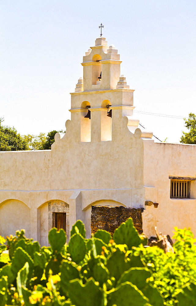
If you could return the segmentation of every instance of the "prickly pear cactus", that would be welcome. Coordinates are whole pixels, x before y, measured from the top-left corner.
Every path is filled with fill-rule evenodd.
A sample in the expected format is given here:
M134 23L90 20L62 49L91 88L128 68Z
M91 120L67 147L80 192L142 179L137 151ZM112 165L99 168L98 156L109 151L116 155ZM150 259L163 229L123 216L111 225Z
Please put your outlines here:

Short task →
Please render the entries above as a Markdown table with the columns "Row" and "Line", one numbered row per line, skipping blank lines and leaving out the pictures.

Response for this exercise →
| Row | Line |
|---|---|
| 1 | If you could return the segmentation of every instance of the "prickly pear cactus", that would be welcome. Coordinates are whole pixels, x before y, measured from the top-left corner. |
| 2 | Every path is filled with fill-rule evenodd. |
| 3 | A sample in the expected format is given here: |
| 4 | M134 23L90 20L62 49L91 88L128 68Z |
| 5 | M91 120L67 147L80 192L142 179L137 151ZM112 165L99 168L98 156L109 151L116 155ZM150 259L163 229L123 216L111 225Z |
| 6 | Please put your outlines here: |